*Text provided*.

━━━━━━━━

4 Reasons the Affordable Care Act Has Increased the Needs of Health Information Specialists

The Affordable Care Act was introduced in the United States in 2010. Since then, doctors and hospital networks alike have been alarmed. By 2020, the United States could be short 46,000 healthcare specialists due to the overwhelming response of patients demanding their rightful health care needs. Here are four reasons the Affordable Care Act has increased the need for health information specialists.

There are Major Changes to Implement for Government and Private Health Insurances

Doctor’s offices can still have their backup paperwork; however, everything healthcare-related is required to be digital. This includes patient contact information, medical exams, x-rays, medication history, and billing. If it were up to the doctors, the system would stay simplistic, but the government requires these changes. Fortunately, private health insurance companies are seeing a positive impact on their behalf as well.

Now, government and insurance agencies are fining medical practitioners if they are guilty of numerous billing errors. That’s less payout for them. So, strict and fewer billing codes are needed to verify this program will be successful. To make these necessary changes and keep up with the frequent updates that are sure to come, healthcare providers need health information specialists to not only implement these initial steps but also continue to upgrade as necessary.

Imagine a private practice that has been in business for 10 or 15 years. They may have many active patients from their early years. All these records must be updated according to the new regulations. Some of the biggest regulations involve those offices that receive Medicaid and Medicare funds who must comply with the use of electronic medical filing.

The Affordable Care Act Means Accuracy is Vital for Small Practices

To achieve compliance with the Affordable Care Act’s stipulations, it’s important for a practice to be totally accurate. The fines implemented for too many coding errors are extremely high. After paying toward student loans and their malpractice premiums, doctors truly can’t afford to take a hit. Due to this, small practices, home health agencies, and retirement communities are searching for the best health information specialists to avoid these fines.

Mergers and Acquisitions Mean More System Integrations

Larger hospital networks will acquire smaller ones due to their purchasing power. These mergers and acquisitions mean more system integrations. Information between hospital networks will consistently shift. Network security needs to be tightened. Online backups become even more critical. As you can see, health information specialists are just as important as doctors. Technology will drive the health care industry.

Many New Patients, Few Medical Specialists

The need to meet the the health care needs of America’s baby boomers was already strong. However, with the introduction of the Affordable Care Act, it truly reinforced the need for more medical specialists.

With everyone being mandated to have medical insurance, clinics, doctor’s offices, and hospitals all will be overwhelmed, because Americans can now afford the care. Having this required health care surely means they will use it. Since organizing, documenting, and ensuring patient files are secure, many students are flocking towards a health informatics degree online.

The health care industry is in need of more health information specialists. They not only help with keeping patient records secure but also keeping practices in compliance.

━━━━━━━━

Dataset entries
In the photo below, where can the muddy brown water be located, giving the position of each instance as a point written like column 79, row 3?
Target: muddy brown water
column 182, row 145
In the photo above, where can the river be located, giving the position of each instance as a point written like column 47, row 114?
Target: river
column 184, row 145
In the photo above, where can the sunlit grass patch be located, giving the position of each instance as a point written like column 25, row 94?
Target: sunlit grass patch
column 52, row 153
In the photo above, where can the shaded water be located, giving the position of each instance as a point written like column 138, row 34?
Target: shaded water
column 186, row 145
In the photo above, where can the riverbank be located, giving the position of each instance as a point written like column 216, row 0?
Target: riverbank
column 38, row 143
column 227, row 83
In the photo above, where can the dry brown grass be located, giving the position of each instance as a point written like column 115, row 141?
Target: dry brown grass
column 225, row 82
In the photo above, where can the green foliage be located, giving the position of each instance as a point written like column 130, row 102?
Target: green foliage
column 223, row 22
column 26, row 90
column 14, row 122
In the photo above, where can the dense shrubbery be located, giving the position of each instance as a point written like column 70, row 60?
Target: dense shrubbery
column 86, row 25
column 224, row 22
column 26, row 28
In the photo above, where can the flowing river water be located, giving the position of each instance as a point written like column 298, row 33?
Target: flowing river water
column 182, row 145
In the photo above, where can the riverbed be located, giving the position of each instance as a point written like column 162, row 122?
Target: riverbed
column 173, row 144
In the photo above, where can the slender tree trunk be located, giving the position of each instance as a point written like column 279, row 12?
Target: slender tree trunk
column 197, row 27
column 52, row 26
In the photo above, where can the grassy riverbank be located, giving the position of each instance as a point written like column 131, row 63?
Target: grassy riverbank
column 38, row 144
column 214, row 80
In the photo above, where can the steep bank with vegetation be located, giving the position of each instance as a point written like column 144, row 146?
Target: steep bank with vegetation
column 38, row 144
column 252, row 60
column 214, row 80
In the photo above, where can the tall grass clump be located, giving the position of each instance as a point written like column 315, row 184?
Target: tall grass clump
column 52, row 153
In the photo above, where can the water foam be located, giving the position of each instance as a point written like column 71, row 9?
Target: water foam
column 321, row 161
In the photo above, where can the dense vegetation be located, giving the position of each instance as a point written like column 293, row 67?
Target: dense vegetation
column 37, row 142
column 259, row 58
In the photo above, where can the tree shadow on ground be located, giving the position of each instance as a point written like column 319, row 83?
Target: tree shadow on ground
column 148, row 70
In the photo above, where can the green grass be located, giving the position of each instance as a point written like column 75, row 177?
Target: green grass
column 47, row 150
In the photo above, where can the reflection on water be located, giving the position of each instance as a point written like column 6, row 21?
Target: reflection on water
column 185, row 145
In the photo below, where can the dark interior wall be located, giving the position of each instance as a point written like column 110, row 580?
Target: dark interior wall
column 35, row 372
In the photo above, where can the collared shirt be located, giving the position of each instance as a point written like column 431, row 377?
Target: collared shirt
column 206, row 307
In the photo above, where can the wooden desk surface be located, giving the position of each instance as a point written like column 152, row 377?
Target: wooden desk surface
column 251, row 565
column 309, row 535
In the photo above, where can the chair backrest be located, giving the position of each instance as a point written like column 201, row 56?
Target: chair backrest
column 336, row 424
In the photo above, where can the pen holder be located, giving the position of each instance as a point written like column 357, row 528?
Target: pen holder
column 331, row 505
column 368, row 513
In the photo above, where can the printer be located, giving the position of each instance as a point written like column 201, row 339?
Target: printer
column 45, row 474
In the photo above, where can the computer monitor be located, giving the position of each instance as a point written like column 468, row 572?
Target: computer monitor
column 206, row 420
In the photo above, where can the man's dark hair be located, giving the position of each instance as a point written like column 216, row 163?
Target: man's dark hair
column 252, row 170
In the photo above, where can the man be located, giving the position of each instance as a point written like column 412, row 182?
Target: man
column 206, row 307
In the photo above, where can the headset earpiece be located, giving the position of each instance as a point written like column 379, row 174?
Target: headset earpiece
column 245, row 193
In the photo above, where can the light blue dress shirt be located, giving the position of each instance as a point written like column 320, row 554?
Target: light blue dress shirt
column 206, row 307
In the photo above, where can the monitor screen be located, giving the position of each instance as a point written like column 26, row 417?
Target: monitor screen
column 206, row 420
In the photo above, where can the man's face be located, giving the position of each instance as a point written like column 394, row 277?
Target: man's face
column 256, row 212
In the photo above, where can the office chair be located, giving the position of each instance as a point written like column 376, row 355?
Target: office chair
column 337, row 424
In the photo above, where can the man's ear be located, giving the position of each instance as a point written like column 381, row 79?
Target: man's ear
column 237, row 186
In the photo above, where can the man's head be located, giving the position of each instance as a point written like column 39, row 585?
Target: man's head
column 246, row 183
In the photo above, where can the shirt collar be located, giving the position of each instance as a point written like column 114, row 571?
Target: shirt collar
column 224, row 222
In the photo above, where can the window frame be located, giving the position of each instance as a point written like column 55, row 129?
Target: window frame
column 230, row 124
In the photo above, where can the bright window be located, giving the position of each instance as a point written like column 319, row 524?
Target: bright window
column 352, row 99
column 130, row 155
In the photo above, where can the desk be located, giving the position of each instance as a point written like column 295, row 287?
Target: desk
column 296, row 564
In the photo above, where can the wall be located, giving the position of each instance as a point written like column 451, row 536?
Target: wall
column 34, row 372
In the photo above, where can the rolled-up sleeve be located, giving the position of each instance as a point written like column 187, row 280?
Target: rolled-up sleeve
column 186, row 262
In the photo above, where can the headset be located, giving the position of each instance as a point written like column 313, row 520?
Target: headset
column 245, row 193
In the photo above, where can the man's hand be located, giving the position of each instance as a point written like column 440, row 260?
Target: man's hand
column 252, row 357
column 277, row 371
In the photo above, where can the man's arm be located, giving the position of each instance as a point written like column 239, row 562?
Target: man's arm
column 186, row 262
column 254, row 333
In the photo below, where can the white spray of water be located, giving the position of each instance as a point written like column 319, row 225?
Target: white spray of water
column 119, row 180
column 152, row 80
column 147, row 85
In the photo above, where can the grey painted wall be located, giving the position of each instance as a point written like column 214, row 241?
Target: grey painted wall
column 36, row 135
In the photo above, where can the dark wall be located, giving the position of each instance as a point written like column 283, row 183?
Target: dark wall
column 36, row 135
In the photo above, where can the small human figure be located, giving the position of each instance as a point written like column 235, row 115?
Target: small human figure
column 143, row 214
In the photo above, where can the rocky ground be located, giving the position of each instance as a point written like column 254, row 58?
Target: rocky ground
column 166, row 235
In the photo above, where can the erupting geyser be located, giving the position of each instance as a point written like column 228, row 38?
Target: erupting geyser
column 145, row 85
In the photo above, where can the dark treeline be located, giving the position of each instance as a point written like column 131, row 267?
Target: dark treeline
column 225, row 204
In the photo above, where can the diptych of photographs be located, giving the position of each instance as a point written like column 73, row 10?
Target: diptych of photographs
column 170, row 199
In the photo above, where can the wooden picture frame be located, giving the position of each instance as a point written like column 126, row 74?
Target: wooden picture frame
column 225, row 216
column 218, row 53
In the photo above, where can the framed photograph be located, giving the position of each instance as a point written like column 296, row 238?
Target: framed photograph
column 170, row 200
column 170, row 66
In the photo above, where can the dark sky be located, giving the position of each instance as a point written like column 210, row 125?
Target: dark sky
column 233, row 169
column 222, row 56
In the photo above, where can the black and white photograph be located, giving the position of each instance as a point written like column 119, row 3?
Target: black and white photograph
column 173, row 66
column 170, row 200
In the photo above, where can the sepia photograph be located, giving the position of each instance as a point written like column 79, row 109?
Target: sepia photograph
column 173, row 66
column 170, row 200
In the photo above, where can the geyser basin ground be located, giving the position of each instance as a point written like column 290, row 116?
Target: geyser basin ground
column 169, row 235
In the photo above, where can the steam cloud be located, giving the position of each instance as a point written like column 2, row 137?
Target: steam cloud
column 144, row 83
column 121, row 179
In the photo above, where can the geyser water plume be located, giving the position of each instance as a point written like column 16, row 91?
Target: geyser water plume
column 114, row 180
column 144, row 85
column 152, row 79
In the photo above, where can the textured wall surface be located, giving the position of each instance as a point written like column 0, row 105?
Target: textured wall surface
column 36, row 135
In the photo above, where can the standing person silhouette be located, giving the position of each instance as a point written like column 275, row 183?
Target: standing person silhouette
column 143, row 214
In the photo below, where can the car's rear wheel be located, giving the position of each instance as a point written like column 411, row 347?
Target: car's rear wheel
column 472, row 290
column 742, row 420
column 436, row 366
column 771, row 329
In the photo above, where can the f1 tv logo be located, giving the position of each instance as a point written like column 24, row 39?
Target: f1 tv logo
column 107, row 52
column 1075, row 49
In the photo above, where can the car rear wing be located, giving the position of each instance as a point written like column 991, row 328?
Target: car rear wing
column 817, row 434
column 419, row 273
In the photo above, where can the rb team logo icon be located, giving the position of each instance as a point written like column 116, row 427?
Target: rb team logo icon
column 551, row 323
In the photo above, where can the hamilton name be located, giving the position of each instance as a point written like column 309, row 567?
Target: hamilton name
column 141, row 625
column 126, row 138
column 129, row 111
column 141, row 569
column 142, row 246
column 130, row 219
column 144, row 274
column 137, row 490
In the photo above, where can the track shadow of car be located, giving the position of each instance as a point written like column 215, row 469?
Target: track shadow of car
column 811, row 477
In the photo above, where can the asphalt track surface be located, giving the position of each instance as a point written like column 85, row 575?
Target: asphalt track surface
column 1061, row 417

━━━━━━━━

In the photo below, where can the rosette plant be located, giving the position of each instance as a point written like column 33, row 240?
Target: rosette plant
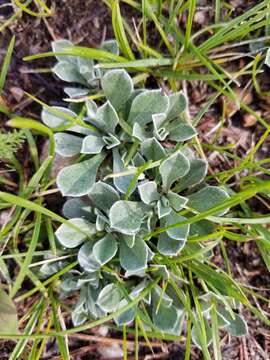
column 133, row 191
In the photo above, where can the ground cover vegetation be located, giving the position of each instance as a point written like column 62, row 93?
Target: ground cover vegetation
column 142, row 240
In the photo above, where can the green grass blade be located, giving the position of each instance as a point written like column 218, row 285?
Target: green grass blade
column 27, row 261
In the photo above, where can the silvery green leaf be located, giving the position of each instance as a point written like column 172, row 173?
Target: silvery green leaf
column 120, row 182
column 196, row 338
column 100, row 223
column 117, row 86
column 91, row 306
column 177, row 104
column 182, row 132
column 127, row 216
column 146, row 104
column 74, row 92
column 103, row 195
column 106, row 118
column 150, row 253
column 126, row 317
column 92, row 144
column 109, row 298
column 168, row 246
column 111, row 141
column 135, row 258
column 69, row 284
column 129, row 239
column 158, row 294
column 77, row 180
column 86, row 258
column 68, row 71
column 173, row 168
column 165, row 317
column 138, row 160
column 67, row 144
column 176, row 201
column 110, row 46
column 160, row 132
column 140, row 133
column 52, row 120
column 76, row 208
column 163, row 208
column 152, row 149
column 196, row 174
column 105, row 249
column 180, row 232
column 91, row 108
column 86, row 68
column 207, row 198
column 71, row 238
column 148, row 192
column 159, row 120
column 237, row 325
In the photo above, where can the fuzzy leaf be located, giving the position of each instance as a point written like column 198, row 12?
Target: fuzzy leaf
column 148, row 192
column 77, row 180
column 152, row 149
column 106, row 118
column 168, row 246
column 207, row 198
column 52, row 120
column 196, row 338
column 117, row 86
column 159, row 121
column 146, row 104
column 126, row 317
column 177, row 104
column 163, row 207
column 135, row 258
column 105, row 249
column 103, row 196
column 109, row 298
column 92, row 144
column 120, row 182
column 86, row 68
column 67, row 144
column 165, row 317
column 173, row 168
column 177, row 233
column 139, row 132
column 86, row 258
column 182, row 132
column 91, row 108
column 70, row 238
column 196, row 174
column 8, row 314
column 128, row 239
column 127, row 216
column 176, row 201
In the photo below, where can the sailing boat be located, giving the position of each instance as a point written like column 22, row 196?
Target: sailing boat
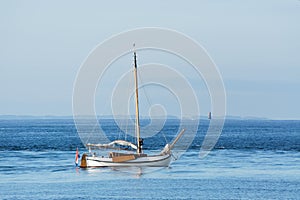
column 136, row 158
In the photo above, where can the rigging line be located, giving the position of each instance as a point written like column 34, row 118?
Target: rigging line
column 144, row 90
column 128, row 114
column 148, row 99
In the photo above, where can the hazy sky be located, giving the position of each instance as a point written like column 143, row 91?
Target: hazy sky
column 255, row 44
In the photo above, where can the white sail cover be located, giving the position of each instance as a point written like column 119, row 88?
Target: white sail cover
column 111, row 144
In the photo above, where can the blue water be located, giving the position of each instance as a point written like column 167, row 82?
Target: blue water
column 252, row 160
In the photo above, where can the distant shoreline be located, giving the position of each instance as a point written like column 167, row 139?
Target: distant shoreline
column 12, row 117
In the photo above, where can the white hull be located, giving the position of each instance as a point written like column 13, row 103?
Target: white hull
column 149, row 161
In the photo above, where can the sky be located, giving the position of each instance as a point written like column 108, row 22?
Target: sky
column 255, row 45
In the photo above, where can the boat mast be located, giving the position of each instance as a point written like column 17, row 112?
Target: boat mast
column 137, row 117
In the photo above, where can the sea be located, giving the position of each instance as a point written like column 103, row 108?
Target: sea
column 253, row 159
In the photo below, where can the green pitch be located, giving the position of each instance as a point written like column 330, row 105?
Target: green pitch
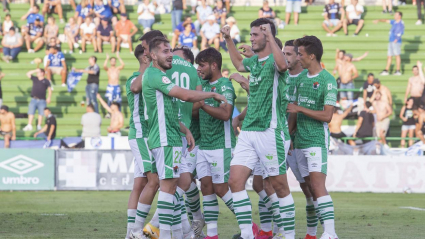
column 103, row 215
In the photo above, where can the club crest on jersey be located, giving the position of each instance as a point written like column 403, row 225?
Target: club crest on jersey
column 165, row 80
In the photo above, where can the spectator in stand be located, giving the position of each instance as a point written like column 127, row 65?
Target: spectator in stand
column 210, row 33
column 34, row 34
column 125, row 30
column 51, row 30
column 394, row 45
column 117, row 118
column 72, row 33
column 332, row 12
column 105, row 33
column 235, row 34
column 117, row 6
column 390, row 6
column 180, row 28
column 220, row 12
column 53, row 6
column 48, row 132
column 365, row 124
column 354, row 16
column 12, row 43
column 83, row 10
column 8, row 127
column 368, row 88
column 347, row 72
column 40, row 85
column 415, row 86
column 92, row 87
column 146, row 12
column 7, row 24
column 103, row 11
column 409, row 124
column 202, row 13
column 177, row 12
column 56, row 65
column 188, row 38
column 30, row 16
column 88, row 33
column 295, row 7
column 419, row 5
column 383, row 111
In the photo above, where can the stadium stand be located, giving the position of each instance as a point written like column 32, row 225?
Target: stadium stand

━━━━━━━━

*Work instruction*. In one to three sentences, explain why, according to the article on the Affordable Care Act, small practices, home health agencies, and retirement communities are looking for the best health information specialists. The dataset entries are independent material and have no connection to the article on the Affordable Care Act.

*Result for this task*. They want to avoid the extremely high fines imposed for too many coding errors, since compliance with the Affordable Care Act requires a practice to be totally accurate. After paying student loans and malpractice premiums, doctors cannot afford to take that kind of financial hit.